ENUNCIADO 1: Modifique o trecho da crítica de A Musa de Bonnard que vai de "O conforto apresentado" até "trabalho de atriz.", inclusive, reescrevendo-o com "tensão" no lugar de "fricção".
ENUNCIADO 2: Segundo a crítica de A Musa de Bonnard, com a estreia de qual filme Provost se projetou há mais de 15 anos?
ENUNCIADO 3: Retome a crítica de A Musa de Bonnard logo após a última frase apresentada, dando continuidade ao texto.

TRECHO PARA LEITURA:
Provost é um cineasta que se projetou há mais de 15 anos, com a estreia de Séraphine, um grande sucesso e vencedor de prêmios na França. Desde então, ele parece perseguir uma ideia de reproduzir o sucesso daquele filme, tentando revitalizar histórias de época e situações onde o conservadorismo das imagens seja tragado por uma narrativa mais arrojada. Em A Musa de Bonnard, a história do célebre pintor francês e a sua história de amor que durou décadas contra muitas adversidades seria um prato cheio para que alguma modernidade tomasse pé dos eventos, em determinado ponto. Nesse sentido, o filme parece almejar um lugar que raramente alcança.

Existe um lugar mais estridente que é ambicionado pela produção, que conta com dois grandes atores como protagonistas. Seja pelo despojamento dos corpos, pela entrega de seus intérpretes, ou pelas situações frontais que o filme apresenta, A Musa de Bonnard nunca deixa de seduzir. Mas por trás dessa fachada ambiciosa, o que temos de verdade é uma obra mais sossegada do que acredita ser, com um teto de ideias e realização mais próximo do chão que gostaria de admitir ter. Não há o descontrole emocional que o ligaria a algumas obras mais pungentes, nem o arrojo narrativo e estético que faria dele alguns degraus acima de onde está.

O conforto apresentado em cena só é desafiado a partir da fricção entre os desejos de atores como Cécile de France e Vincent Macaigne. Não é pela sua carnalidade que o filme necessariamente se impõe (embora ela seja um ponto de discussão), mas pela potência com o qual seus protagonistas se entregam. A Marthe que Cécile apresenta é uma mulher visivelmente alterada pelos anos avançados, e cujas nuances são observadas no exato momento desejado; uma cena onde Marthe confessa a uma “rival” sua admiração e posterior decepção pela mesma tinha sido apresentada com exatidão no momento que o filme flagra, capturando toda a complexidade de um trabalho de atriz.

Um bloco de dados:
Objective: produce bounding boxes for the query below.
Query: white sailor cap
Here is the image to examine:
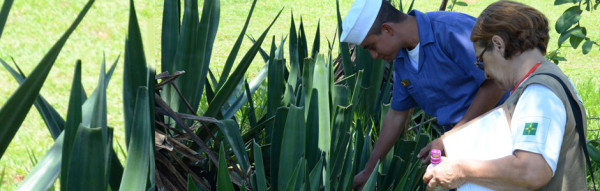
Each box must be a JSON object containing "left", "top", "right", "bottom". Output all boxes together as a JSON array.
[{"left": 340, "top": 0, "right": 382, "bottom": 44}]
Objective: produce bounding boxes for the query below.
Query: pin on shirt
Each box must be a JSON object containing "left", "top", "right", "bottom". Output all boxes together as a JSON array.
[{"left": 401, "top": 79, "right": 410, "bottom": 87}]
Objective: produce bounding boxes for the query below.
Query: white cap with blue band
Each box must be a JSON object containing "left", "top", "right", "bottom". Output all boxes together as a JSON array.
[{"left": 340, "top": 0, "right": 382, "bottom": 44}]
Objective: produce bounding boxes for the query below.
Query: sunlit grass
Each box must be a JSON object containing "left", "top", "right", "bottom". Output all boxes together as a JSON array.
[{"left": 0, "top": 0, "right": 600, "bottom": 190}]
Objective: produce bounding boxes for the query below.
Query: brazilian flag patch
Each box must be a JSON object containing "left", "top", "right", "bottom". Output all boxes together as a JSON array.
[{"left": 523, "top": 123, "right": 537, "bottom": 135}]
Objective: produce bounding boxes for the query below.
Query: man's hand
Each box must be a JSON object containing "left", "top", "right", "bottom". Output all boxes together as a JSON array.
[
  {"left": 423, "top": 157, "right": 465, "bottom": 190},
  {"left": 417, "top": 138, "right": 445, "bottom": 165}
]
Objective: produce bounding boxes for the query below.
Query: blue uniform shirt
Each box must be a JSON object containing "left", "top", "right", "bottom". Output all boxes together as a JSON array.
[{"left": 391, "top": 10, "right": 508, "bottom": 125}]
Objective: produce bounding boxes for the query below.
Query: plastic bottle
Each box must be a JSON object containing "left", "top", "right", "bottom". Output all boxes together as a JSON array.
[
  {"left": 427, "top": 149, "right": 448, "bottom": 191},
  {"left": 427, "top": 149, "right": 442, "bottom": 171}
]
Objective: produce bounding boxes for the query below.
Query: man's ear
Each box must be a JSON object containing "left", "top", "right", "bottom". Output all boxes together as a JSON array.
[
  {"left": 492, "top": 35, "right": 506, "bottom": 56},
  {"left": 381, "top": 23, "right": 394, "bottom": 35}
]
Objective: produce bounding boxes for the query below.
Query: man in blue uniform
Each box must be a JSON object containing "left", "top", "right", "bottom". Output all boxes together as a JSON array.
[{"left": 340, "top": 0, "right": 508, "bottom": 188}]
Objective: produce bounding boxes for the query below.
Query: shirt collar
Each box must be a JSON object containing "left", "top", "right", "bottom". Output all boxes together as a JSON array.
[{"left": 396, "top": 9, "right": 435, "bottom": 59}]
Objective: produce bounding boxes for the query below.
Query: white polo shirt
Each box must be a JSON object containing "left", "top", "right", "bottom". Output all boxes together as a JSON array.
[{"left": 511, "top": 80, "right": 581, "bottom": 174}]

RESPOSTA 1:
O conforto apresentado em cena só é desafiado a partir da tensão entre os desejos de atores como Cécile de France e Vincent Macaigne. Não é pela sua carnalidade que o filme necessariamente se impõe (embora ela seja um ponto de discussão), mas pela potência com o qual seus protagonistas se entregam. A Marthe que Cécile apresenta é uma mulher visivelmente alterada pelos anos avançados, e cujas nuances são observadas no exato momento desejado; uma cena onde Marthe confessa a uma “rival” sua admiração e posterior decepção pela mesma tinha sido apresentada com exatidão no momento que o filme flagra, capturando toda a complexidade de um trabalho de atriz.

RESPOSTA 2: Séraphine.

RESPOSTA 3:
Macaigne é um caso igualmente especial. Trata-se de um dos profissionais mais interessantes do cinema francês na atualidade, com um magnetismo aguçado em cena que não nos faz tirar os olhos dele. Aqui em A Musa de Bonnard, o ator nunca esteve tão caracterizado, mas nem tais elementos são pesados, nem ele nos deixa afastar do seu poder de sedução. Visto ultimamente em filmes como Madrugada em Paris e Crônica de uma Relação Passageira (onde brilha), Macaigne não nos fornece nada parecido com um olhar reverente a uma biografia. A leveza com o qual se posiciona em cena, o faz tão diferente dos tipos tensos que dedicam a ele, quanto com o tradicional trabalho de captura de performance dita verídica.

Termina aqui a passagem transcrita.